### Given task
Show every line below that contains the word "tree", copying each one in full.

····················

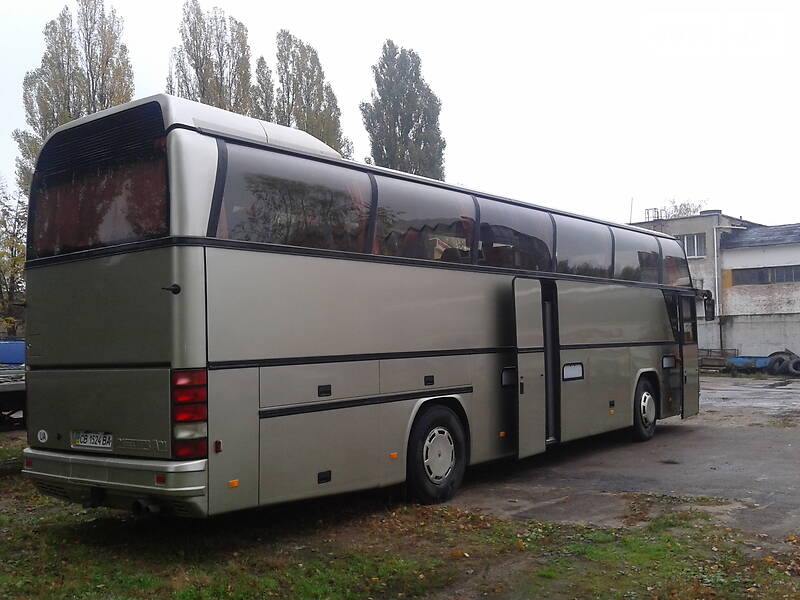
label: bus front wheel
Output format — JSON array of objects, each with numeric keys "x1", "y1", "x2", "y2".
[
  {"x1": 633, "y1": 379, "x2": 656, "y2": 442},
  {"x1": 406, "y1": 405, "x2": 467, "y2": 504}
]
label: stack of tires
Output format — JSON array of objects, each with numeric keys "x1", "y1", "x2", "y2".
[{"x1": 767, "y1": 350, "x2": 800, "y2": 377}]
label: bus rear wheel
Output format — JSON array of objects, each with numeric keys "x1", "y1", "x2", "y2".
[
  {"x1": 633, "y1": 379, "x2": 657, "y2": 442},
  {"x1": 406, "y1": 405, "x2": 467, "y2": 504}
]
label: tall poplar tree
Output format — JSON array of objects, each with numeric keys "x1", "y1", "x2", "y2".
[
  {"x1": 250, "y1": 56, "x2": 275, "y2": 121},
  {"x1": 12, "y1": 0, "x2": 133, "y2": 194},
  {"x1": 275, "y1": 29, "x2": 353, "y2": 158},
  {"x1": 166, "y1": 0, "x2": 252, "y2": 115},
  {"x1": 361, "y1": 40, "x2": 446, "y2": 179}
]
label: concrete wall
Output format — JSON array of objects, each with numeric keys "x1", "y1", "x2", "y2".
[
  {"x1": 633, "y1": 212, "x2": 748, "y2": 348},
  {"x1": 723, "y1": 314, "x2": 800, "y2": 356},
  {"x1": 721, "y1": 244, "x2": 800, "y2": 322}
]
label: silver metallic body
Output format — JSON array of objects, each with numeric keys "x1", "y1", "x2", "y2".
[{"x1": 25, "y1": 97, "x2": 697, "y2": 516}]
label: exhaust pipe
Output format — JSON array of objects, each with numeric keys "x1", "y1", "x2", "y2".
[{"x1": 131, "y1": 500, "x2": 161, "y2": 517}]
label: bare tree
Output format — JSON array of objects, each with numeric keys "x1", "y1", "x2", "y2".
[
  {"x1": 0, "y1": 178, "x2": 28, "y2": 335},
  {"x1": 250, "y1": 56, "x2": 275, "y2": 121},
  {"x1": 361, "y1": 40, "x2": 446, "y2": 179},
  {"x1": 12, "y1": 0, "x2": 133, "y2": 194},
  {"x1": 659, "y1": 198, "x2": 705, "y2": 219},
  {"x1": 276, "y1": 29, "x2": 353, "y2": 158},
  {"x1": 77, "y1": 0, "x2": 133, "y2": 113},
  {"x1": 167, "y1": 0, "x2": 252, "y2": 114}
]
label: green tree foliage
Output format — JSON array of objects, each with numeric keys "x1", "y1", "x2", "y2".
[
  {"x1": 250, "y1": 56, "x2": 275, "y2": 121},
  {"x1": 0, "y1": 179, "x2": 28, "y2": 335},
  {"x1": 361, "y1": 40, "x2": 446, "y2": 179},
  {"x1": 12, "y1": 0, "x2": 133, "y2": 194},
  {"x1": 275, "y1": 29, "x2": 353, "y2": 158},
  {"x1": 167, "y1": 0, "x2": 252, "y2": 115}
]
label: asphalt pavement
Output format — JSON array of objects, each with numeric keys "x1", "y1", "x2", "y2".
[{"x1": 451, "y1": 377, "x2": 800, "y2": 537}]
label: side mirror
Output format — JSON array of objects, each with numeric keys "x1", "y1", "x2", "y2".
[{"x1": 702, "y1": 290, "x2": 717, "y2": 321}]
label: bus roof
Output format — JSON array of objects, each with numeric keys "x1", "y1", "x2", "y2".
[{"x1": 39, "y1": 94, "x2": 675, "y2": 239}]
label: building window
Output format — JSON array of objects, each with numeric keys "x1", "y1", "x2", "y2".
[
  {"x1": 733, "y1": 265, "x2": 800, "y2": 285},
  {"x1": 675, "y1": 233, "x2": 706, "y2": 258}
]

····················

### The reply
label: tall poplar tree
label: bare tree
label: green tree foliage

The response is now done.